EXERCISES TO COMPLETE:
1 - Please rewrite the forum thread starting at "## Cybergarou (May" and ending at "and 90 code.", putting "oceanography" where "meteorology" appears.
2 - In the forum thread, which language does eb7w5yfe use whenever the embedded devices need to talk to a PC?
3 - List the hardware-related things eb7w5yfe names as difficult to work with in the forum thread.

Start of PROVIDED PASSAGE

I'm going to learn .NET/C#/ASP one of these days. But I'm lazy...


----------



## codewolf (May 29, 2007)

net-cat said:
			
		

> I'm going to learn .NET/C#/ASP one of these days. But I'm lazy...



vb.net is virtually identical to ASP so that cuts one off your list


----------



## Cybergarou (May 29, 2007)

I do web programming as a hobby and have used PHP, HTML, and Coldfusion(never again).

I've written a couple programs for other people using C++ and Visual Basic.

Since I'm in the field of meteorology looking to get into a programming job I had to learn Fortran. Unfortunately all of the weather models are still full of Fortran77 and 90 code.


----------



## eb7w5yfe (May 29, 2007)

I program in C and C# at work.  The C is all embedded stuff: custom hardware, and no operating system.  The programming part is fine, I like function pointers and the like.  It can be difficult working with the hardware though: IRQs and VICs and FIQs and GPIOs and prescalers and and... blah.  I use C# whenever the embedded devices need to talk to a PC, and it makes for a nice change.  Not too fond of doing database stuff though; I'd never want to be stuck doing normal business app development.

Lately I've been playing with Python on my own time.  It's a lot of fun.  Very quick and easy to make things work.


----------



## yak (May 29, 2007)

asm, basic, pascal, c, c++, prolog, php, sql, javascript, css, html, xml, some java and jsp.

End of PROVIDED PASSAGE
Start of DATA EXTRACT

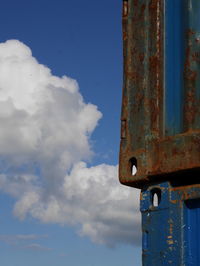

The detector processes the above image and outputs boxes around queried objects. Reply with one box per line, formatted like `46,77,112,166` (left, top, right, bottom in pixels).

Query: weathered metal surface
119,0,200,188
140,180,200,266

End of DATA EXTRACT

ANSWERS FOR THE EXERCISE:
1 -
## Cybergarou (May 29, 2007)

I do web programming as a hobby and have used PHP, HTML, and Coldfusion(never again).

I've written a couple programs for other people using C++ and Visual Basic.

Since I'm in the field of oceanography looking to get into a programming job I had to learn Fortran. Unfortunately all of the weather models are still full of Fortran77 and 90 code.

2 - C#

3 - IRQs, VICs, FIQs, GPIOs, prescalers